[[ INFORMATION GIVEN, beginning ]]
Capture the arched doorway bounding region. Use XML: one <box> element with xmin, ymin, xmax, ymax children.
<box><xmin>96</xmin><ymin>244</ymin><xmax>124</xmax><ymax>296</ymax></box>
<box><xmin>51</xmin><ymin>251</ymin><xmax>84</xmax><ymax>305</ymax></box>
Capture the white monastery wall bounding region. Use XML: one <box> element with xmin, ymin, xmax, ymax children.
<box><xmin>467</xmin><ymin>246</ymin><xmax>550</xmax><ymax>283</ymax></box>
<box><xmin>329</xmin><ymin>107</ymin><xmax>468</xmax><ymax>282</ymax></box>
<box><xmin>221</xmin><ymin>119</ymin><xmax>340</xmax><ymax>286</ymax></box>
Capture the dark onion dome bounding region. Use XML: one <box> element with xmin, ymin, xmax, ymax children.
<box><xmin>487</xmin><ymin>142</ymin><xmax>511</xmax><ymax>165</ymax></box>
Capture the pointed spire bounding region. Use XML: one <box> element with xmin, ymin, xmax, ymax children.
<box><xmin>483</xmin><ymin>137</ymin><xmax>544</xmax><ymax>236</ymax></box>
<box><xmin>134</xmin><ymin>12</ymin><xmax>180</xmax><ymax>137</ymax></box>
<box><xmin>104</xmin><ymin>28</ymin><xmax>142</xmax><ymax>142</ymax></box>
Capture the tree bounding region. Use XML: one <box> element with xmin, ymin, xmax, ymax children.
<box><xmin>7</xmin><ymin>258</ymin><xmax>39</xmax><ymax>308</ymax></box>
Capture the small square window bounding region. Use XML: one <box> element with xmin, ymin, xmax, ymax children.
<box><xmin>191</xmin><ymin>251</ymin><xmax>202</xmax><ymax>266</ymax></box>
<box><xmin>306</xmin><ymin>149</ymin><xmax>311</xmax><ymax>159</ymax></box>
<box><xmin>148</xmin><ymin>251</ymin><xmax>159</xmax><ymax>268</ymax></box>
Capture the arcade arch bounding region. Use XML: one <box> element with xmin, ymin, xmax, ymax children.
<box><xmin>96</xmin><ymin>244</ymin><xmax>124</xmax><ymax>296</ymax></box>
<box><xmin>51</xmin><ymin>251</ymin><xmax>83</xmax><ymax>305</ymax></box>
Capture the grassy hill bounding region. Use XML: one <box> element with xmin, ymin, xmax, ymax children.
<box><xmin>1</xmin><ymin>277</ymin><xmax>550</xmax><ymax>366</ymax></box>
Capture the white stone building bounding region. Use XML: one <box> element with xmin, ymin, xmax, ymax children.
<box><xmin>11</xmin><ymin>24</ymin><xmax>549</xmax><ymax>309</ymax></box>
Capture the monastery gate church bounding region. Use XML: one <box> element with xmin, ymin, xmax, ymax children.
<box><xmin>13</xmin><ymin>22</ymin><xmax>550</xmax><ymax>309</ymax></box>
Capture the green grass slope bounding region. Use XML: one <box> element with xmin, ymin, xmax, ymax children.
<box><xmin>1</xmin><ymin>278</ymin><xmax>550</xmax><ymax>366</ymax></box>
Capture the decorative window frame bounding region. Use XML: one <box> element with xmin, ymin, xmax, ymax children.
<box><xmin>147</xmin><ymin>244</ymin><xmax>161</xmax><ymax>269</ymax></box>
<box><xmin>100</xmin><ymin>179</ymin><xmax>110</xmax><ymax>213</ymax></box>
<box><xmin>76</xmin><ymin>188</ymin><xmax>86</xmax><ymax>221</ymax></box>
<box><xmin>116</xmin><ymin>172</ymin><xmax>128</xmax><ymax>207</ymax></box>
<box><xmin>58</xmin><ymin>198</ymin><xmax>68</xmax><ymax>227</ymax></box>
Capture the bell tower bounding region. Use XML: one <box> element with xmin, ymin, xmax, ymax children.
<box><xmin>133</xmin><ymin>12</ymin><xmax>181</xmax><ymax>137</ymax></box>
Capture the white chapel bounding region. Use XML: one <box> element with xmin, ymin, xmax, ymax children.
[[ INFORMATION GIVEN, end ]]
EXERCISE AIM: Repeat exactly the lines above from the line that contains "Capture the small" through the end. Include both of these ends; leave out everything else.

RESPONSE TO THIS EXERCISE:
Capture the small square window bounding region. Use XML: one <box> element with xmin, ymin, xmax, ymax children.
<box><xmin>191</xmin><ymin>251</ymin><xmax>202</xmax><ymax>266</ymax></box>
<box><xmin>306</xmin><ymin>149</ymin><xmax>311</xmax><ymax>159</ymax></box>
<box><xmin>148</xmin><ymin>251</ymin><xmax>159</xmax><ymax>268</ymax></box>
Capture the arcade arch bounding region. Use XML: one <box> element with xmin, ymin, xmax, ymax children.
<box><xmin>96</xmin><ymin>244</ymin><xmax>124</xmax><ymax>296</ymax></box>
<box><xmin>51</xmin><ymin>251</ymin><xmax>83</xmax><ymax>305</ymax></box>
Capture the grassy hill bounding region. Use XML: one <box> element with xmin, ymin, xmax, ymax children.
<box><xmin>1</xmin><ymin>277</ymin><xmax>550</xmax><ymax>366</ymax></box>
Capture the white stone building bounding region. Use XML: one <box> element with xmin, ymin, xmax, ymax children.
<box><xmin>11</xmin><ymin>24</ymin><xmax>549</xmax><ymax>309</ymax></box>
Capture the monastery gate church bounding region. Use XML: one <box> element with xmin, ymin, xmax, ymax children.
<box><xmin>13</xmin><ymin>22</ymin><xmax>550</xmax><ymax>309</ymax></box>
Capture the green grass slope bounding region. Use XML: one <box> element with xmin, ymin, xmax, ymax children.
<box><xmin>1</xmin><ymin>278</ymin><xmax>550</xmax><ymax>366</ymax></box>
Capture the decorative window frame bounding region. Use XML: one <box> element with xmin, ymin, xmax, ymax children.
<box><xmin>147</xmin><ymin>244</ymin><xmax>161</xmax><ymax>269</ymax></box>
<box><xmin>100</xmin><ymin>179</ymin><xmax>110</xmax><ymax>213</ymax></box>
<box><xmin>76</xmin><ymin>188</ymin><xmax>86</xmax><ymax>221</ymax></box>
<box><xmin>116</xmin><ymin>172</ymin><xmax>128</xmax><ymax>207</ymax></box>
<box><xmin>58</xmin><ymin>198</ymin><xmax>68</xmax><ymax>227</ymax></box>
Capture the bell tower bounding region. Use XML: one <box> element with xmin, ymin, xmax, ymax children.
<box><xmin>133</xmin><ymin>12</ymin><xmax>181</xmax><ymax>137</ymax></box>
Capture the white chapel bounding region. Use XML: one <box> element with xmin, ymin, xmax, ymax children.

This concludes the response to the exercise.